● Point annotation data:

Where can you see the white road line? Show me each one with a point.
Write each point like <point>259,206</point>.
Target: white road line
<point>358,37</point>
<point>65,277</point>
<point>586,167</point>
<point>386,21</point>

● Stated problem: Rewrite the items, changing every "road line" to "lane marking" and leaving everything else as it is.

● Exercise answer:
Where can you see the white lane marking? Show me each one with a point.
Write each point like <point>259,206</point>.
Target: white lane marking
<point>358,37</point>
<point>65,277</point>
<point>586,167</point>
<point>386,21</point>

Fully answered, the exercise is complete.